**DOCUMENT EXTRACT**
- - -

By David French
Monday, February 20, 2017
To understand the core of the free-speech challenge in
this country, consider the case of a hypothetical young woman named Sarah. In
college, Sarah is a conservative activist. She’s pro-life, supports traditional
marriage, and belongs to a Christian student club. Her free speech infuriates
professors and other students, so the administration cracks down. It defunds
her student club, forces her political activism into narrow, so-called free-speech
zones, and reminds her to comply with the university’s tolerance policies.
What does Sarah do? She sues the school, she wins, and
the school pays her attorneys’ fees. The judge expands the free-speech zone to
cover the whole campus and strikes down the tolerance policy. The First
Amendment wins.
Sarah graduates. A brilliant student, she gets a job at a
Silicon Valley start-up and moves to California to start her new life. Just as
they did in college, politics dominate her conversations, and within a week she
gets into an argument with a colleague over whether Bruce Jenner is really a
woman. The next morning, Sarah’s called into the HR department, given a stern
warning for violating company policy, and told that if she can’t comply she’ll
need to find another place to work.
What does Sarah do? She shuts her mouth or she loses her
job. Her employer isn’t the government; it’s a private company with its own
free-speech rights, and it expects its employees to respect its “corporate
values.”
In a nutshell, this is America’s free-speech problem. The
law is largely solid. Government entities that censor or silence citizens on
the basis of their political, cultural, or religious viewpoint almost always
lose in court. With some exceptions, the First Amendment remains robust. Yet
the culture of free speech is eroding
away, rapidly.
The politicization of everything has combined with
increasing levels of polarization and cocooning to create an atmosphere in
which private citizens are increasingly weaponizing their expression — using
their social and economic power not to engage in debate but to silence dissent.

- - -

[Records of labeled points]
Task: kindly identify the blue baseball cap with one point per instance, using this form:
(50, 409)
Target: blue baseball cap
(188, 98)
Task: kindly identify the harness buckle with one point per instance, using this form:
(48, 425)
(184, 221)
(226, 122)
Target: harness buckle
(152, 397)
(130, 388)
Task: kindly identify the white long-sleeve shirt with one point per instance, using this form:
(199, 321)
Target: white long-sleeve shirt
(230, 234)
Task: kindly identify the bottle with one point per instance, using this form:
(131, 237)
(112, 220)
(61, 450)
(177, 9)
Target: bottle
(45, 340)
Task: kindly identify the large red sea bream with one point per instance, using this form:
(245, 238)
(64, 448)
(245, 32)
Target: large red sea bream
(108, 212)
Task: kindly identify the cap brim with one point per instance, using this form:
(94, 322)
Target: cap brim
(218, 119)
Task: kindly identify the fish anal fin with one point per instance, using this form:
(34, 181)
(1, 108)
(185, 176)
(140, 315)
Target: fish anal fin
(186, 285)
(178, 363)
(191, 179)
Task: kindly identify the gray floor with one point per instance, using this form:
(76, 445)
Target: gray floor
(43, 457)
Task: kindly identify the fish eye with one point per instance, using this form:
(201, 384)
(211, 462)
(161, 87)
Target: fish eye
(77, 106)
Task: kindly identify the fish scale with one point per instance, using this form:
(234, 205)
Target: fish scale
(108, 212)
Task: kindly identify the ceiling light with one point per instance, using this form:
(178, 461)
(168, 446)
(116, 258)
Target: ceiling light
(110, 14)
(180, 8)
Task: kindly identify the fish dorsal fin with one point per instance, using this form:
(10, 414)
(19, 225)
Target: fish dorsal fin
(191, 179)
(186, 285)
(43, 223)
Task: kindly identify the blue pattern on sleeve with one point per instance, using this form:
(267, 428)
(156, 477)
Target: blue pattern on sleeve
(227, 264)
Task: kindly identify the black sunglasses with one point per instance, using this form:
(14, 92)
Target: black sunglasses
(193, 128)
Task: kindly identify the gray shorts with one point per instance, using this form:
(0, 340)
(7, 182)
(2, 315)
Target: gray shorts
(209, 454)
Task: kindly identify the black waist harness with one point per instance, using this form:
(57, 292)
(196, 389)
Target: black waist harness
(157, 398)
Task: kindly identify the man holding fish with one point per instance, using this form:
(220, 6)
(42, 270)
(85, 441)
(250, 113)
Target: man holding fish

- - -

**WHAT TO DO**
1) Count the lines of the records that contain the word "bream", and reply with only that number.
2) Continue the essay on America's free-speech culture, starting after its final sentence.

**RESULTS FOR EACH TASK**
1) 2

2)
Corporate bullying, social-media shaming, and relentless peer pressure combine
to place a high cost on any departure from the mandated norms. Even here in
Middle Tennessee, I have friends who are afraid to post about their religious
views online or express disagreements during mandatory corporate-diversity
seminars, lest they lose their jobs. One side speaks freely. The other side
speaks not at all.
There is no government solution to this problem. The
First Amendment prohibits the state from mandating openness to debate and
dissent, and corporations aren’t designed to be debating societies. Nor can the
government prevent (or even try to prevent) the kinds of social-media shaming
campaigns and peer pressures that cause men and women to stay silent for fear
of social exclusion. The solution is to persuade the powerful that free speech
has value, that ideological
monocultures are harmful, and that the great questions of life can’t and
shouldn’t be settled through shaming, hectoring, or silencing.
It is thus singularly unfortunate that the “conservative”
poster boy for free speech is Milo Yiannopoulos.
Milo, for those who don’t know, is a flamboyantly gay
senior editor at Breitbart News, a
provocateur who relishes leftist outrage and deliberately courts as much fury
as he can. How? Please allow my friend Ben Shapiro to explain:
Jews run the media; earlier this
month he characterized a Jewish BuzzFeed writer as a “a typical example of a
sort of thick-as-pig shit media Jew”; he justifies anti-Semitic memes as
playful trollery and pats racist sites like American Renaissance on the head;
he describes himself as a “chronicler of, and occasional fellow traveler with
the alt-right” while simultaneously recognizing that their “dangerously bright”
intellectuals believe that “culture is inseparable from race”; back in his days
going under the name Milo Wagner, he reportedly posed with his hand atop a
Hitler biography, posted a Hitler meme about killing 6 million Jews, and wore
an Iron Cross; last week he berated a Muslim woman in the audience of one of
his speeches for wearing a hijab in the United States; his alt-right followers
routinely spammed my Twitter account with anti-Semitic propaganda he tut-tutted
before his banning (the amount of anti-Semitism in my feed dropped by at least
70 percent after his ban, which I opposed); he personally Tweeted a picture of
a black baby at me on the day of my son’s birth, because according to the
alt-right I’m a “cuck” who wants to see the races mixed; he sees the
Constitution as a hackneyed remnant of the past, to be replaced by a new right
he leads.
Oh, and this week recordings rocketed across Twitter that
showed Milo apparently excusing pedophilia and expressing gratitude to a
Catholic priest for teaching him how to perform oral sex. (Later, on Facebook,
he vigorously denied that he supports pedophilia, saying he is “completely
disgusted by the abuse of children.”)
Milo is currently on what he calls his “Dangerous Faggot”
tour of college campuses, which has followed a now-familiar pattern: A
conservative group invites him to speak, leftists on campus freak out, and he
thrives on the resulting controversy, casting himself as a hero of free
expression. Lately, the leftist freakouts have grown violent, culminating in a
scary riot at the University of California, Berkeley.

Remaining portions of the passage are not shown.